Here are some records; return them all exactly.

▼▼▼

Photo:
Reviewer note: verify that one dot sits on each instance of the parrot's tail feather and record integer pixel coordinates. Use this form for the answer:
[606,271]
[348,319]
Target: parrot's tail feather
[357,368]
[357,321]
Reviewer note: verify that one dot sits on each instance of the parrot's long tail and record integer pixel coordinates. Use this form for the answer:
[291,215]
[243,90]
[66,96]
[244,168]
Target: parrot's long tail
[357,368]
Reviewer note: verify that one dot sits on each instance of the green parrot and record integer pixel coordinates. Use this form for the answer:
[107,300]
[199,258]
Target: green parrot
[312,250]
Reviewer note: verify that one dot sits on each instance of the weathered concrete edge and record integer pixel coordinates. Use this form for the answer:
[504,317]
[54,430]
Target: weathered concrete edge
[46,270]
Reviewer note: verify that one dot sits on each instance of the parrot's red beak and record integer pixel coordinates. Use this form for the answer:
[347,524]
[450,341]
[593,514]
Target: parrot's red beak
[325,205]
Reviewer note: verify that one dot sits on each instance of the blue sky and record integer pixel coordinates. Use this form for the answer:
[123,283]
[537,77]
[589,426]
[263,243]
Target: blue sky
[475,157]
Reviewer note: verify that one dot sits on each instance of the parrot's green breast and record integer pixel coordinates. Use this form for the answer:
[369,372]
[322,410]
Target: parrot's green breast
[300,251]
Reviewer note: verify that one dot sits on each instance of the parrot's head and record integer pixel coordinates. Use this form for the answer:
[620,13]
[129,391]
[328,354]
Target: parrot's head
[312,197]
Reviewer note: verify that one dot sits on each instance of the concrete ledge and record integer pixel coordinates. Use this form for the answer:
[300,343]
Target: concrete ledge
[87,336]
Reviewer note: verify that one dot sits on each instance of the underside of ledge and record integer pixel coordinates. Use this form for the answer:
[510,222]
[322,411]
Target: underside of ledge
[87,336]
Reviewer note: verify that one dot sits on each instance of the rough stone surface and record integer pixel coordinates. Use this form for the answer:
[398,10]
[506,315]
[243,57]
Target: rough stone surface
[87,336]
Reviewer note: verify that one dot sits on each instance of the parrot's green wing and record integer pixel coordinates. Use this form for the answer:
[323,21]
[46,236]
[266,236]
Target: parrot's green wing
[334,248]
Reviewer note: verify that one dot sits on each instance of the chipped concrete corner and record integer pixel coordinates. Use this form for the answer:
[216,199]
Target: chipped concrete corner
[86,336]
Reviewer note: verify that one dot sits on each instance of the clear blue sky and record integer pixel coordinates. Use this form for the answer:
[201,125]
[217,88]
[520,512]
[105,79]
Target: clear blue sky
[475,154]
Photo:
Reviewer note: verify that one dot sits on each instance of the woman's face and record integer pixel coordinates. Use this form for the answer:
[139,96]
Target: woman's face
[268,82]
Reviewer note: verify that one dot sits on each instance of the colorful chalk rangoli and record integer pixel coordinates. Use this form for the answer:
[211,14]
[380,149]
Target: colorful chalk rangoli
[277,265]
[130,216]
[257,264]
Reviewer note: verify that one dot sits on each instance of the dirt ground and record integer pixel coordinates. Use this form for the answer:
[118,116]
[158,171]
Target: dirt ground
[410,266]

▲▲▲

* [SOLUTION TO THIS TASK]
Photo:
Reviewer note: verify that one dot sits on each instance of the parrot's tail feather and record integer pixel coordinates. Use this form for the answer:
[606,271]
[348,319]
Target: parrot's tail feather
[357,368]
[357,321]
Reviewer note: verify that one dot sits on each instance of the parrot's long tail and record integer pixel coordinates. Use this form for the answer:
[291,215]
[243,90]
[66,96]
[244,168]
Target: parrot's long tail
[357,368]
Reviewer note: verify that one dot sits on each instance of the green parrot and record integer pixel coordinates. Use this form for the answer:
[107,300]
[199,258]
Target: green parrot
[312,250]
Reviewer note: verify that one dot sits on each instance of the weathered concrete edge and record integer pixel coordinates. Use this form for the answer:
[504,317]
[54,430]
Target: weathered concrete edge
[46,270]
Reviewer note: verify that one dot sits on each instance of the parrot's red beak and record integer pixel coordinates. Use this form for the answer:
[347,524]
[450,341]
[593,514]
Target: parrot's red beak
[325,205]
Reviewer note: verify that one dot sits on each instance of the blue sky and record integer pixel coordinates. Use this form for the answer:
[123,283]
[537,77]
[589,426]
[263,243]
Target: blue sky
[475,157]
Reviewer note: verify that one dot sits on each instance of the parrot's green breast and record integer pixel coordinates. Use this form for the answer:
[369,372]
[322,410]
Target: parrot's green breast
[300,251]
Reviewer note: verify that one dot sits on each instance of the parrot's head and record integer pixel coordinates. Use this form for the answer:
[620,13]
[129,391]
[328,354]
Target: parrot's head
[312,197]
Reviewer note: verify that one dot sits on each instance of the concrete ledge and record integer pixel coordinates. Use this form for the answer:
[300,343]
Target: concrete ledge
[87,336]
Reviewer note: verify that one dot sits on each instance of the underside of ledge and record integer pixel coordinates. Use this form for the answer:
[510,222]
[322,411]
Target: underside of ledge
[87,336]
Reviewer note: verify that one dot sits on each instance of the rough stone surface and record integer pixel coordinates. Use this form for the answer:
[398,10]
[506,315]
[243,57]
Target: rough stone surface
[87,336]
Reviewer note: verify that one dot sits on each instance of the parrot's green wing and record integer pixel coordinates. Use this form for the answer:
[323,21]
[46,236]
[266,236]
Target: parrot's green wing
[334,248]
Reviewer note: verify that one dot sits on each instance of the chipped concrete corner and record integer pixel coordinates. Use this form for the answer:
[216,199]
Target: chipped concrete corner
[86,336]
Reviewer note: verify that one dot sits on each instance of the clear blue sky and record integer pixel coordinates. Use this form for the answer:
[201,125]
[217,88]
[520,512]
[105,79]
Target: clear blue sky
[475,154]
Photo:
Reviewer note: verify that one dot sits on each instance of the woman's face and record integer pixel coordinates. Use this form for the answer:
[139,96]
Target: woman's face
[268,82]
Reviewer note: verify that one dot sits on each instance of the colorful chalk rangoli and record integer pixel coordinates. Use this form for the answer:
[211,14]
[380,149]
Target: colorful chalk rangoli
[277,265]
[130,216]
[257,264]
Reviewer note: verify that one dot sits on each instance of the dirt ground and record integer pixel coordinates. Use this form for the answer:
[118,116]
[158,171]
Target: dirt ground
[410,266]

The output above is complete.